EXERCISE: Change "bounding box" to "rectangle" throughout the items below and reproduce them with nothing else altered.

Source records:
****************

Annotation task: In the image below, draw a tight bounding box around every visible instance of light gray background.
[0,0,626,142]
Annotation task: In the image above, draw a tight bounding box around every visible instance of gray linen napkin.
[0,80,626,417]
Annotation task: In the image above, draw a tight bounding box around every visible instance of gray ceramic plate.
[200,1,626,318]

****************

RESPONSE BELOW:
Annotation task: In the image below, draw a tight rectangle around every visible instance of light gray background.
[0,0,626,142]
Annotation task: In the image above, draw a tight rectangle around every visible instance of gray linen napkin.
[0,80,626,417]
Annotation task: In the image above, draw a tight rectangle around every visible instance of gray ceramic plate.
[200,1,626,318]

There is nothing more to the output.